Rows from a dataset:
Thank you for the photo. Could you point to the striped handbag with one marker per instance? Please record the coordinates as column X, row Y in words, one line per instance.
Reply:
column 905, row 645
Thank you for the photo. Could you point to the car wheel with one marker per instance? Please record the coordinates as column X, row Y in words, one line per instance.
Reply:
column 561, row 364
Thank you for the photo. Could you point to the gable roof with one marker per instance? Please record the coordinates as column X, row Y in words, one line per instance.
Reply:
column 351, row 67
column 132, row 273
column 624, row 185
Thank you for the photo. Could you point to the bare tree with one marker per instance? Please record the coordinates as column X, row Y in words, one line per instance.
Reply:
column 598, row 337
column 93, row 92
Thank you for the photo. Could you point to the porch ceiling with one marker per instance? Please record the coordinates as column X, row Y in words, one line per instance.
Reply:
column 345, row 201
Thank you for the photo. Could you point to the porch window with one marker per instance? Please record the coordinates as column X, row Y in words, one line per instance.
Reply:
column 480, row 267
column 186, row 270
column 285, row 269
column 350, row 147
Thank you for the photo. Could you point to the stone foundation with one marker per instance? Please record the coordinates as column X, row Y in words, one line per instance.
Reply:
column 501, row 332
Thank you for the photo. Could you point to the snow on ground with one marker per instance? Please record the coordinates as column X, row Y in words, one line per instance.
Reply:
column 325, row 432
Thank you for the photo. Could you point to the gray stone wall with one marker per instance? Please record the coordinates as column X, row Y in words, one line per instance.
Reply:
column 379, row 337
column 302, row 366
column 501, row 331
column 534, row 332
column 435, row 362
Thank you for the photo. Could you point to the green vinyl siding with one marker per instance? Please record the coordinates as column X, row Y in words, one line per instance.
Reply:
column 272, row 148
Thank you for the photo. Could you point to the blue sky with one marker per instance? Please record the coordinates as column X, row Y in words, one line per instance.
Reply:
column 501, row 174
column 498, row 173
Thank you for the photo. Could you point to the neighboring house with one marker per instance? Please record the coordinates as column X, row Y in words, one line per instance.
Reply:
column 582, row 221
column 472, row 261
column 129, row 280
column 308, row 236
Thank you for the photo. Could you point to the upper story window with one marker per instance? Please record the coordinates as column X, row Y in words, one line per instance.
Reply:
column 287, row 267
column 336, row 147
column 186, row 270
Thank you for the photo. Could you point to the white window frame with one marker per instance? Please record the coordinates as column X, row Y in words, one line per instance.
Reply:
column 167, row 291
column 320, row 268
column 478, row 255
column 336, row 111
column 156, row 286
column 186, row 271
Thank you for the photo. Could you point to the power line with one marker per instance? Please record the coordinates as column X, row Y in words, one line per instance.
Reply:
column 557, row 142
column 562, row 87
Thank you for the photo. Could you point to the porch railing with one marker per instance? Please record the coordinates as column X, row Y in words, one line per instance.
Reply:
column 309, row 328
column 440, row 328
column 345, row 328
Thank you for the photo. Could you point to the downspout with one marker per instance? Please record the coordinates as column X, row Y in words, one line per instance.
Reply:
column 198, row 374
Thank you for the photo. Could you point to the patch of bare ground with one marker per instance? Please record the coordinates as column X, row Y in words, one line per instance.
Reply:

◆ **What the exercise asks**:
Can you write out all of the data again, swapping each "Reply" for "Answer" and changing nothing else?

◆ **The result**:
Thank you for the photo. Could you point to the striped handbag with one marker per instance? Please record the coordinates as column X, row Y in words, one line per instance.
Answer:
column 905, row 645
Thank you for the photo. Could you point to the car wheel with one marker per instance? Please record the coordinates as column X, row Y in words, one line per instance.
Answer:
column 561, row 364
Thank you for the photo. Could you point to the gable roof with one marker per instance? Please record the coordinates as column X, row Y in words, one line per instance.
Answer:
column 351, row 67
column 132, row 273
column 624, row 185
Thank you for the photo. Could you point to the bare tree with one marker per instance? Please record the coordinates as column X, row Y in words, one line per instance.
Answer:
column 598, row 337
column 93, row 92
Thank you for the photo. Could you point to the porch ceiling with one marker per instance? Please record the coordinates as column X, row Y in words, one line per instance.
Answer:
column 345, row 201
Thank you for the photo. Could you point to the porch window with one marker per instance? Please record the coordinates as column X, row Y in words, one line per instance.
Answer:
column 480, row 267
column 186, row 270
column 285, row 269
column 350, row 147
Thank you for the photo. Could you point to the stone foundation with one marker per instance? Please record the coordinates as column X, row Y in words, one line per instance.
Answer:
column 501, row 332
Thank you for the photo. Could you point to the snow on ground with one marker per instance? Please record the coordinates as column X, row Y in words, one line per instance.
Answer:
column 325, row 432
Thank you for the photo. Could you point to the gray stone wall with one marker per instance? Please record the coordinates as column X, row Y in words, one line per instance.
Answer:
column 379, row 337
column 302, row 366
column 501, row 331
column 534, row 332
column 435, row 362
Thank you for the photo. Could you point to the green vinyl siding with one marker per instance? Please record the coordinates as column X, row Y in words, one line per instance.
Answer:
column 272, row 148
Thank you for the photo. Could you point to the blue sky with one marker per instance? Please record the coordinates as column X, row Y in words, one line per instance.
Answer:
column 501, row 174
column 498, row 173
Thank you for the photo. Could you point to the neighboring house with one marker per instance? Please record the coordinates as column X, row Y in words, one line per instance.
Answer:
column 582, row 221
column 472, row 261
column 129, row 280
column 308, row 236
Thank you for the photo. Could you point to the upper story window with one marker per instance? Please record the coordinates as column X, row Y in words, one line per instance.
Answer:
column 287, row 267
column 336, row 147
column 186, row 270
Thank you for the photo. Could you point to the white window frame with one marker per instance? Please record the coordinates as column X, row Y in words, one line per instance.
Answer:
column 167, row 291
column 320, row 268
column 478, row 255
column 336, row 111
column 156, row 286
column 186, row 271
Thank you for the photo. Could you point to the power line with one marker per instance? Please record the coordinates as column X, row Y in words, one line per instance.
Answer:
column 557, row 142
column 562, row 87
Thank you for the photo. Could you point to the porch railing with one marker per instance? Please record the coordinates as column X, row Y in words, one line per instance.
Answer:
column 309, row 328
column 440, row 328
column 345, row 328
Thank you for the photo. Could you point to the downspout with one marker per instance? Please record the coordinates as column X, row Y in words, one line per instance.
Answer:
column 198, row 374
Thank you for the photo. Could you point to the patch of bare ground with one marker per instance? Please record the coordinates as column X, row Y in words, one line per instance.
Answer:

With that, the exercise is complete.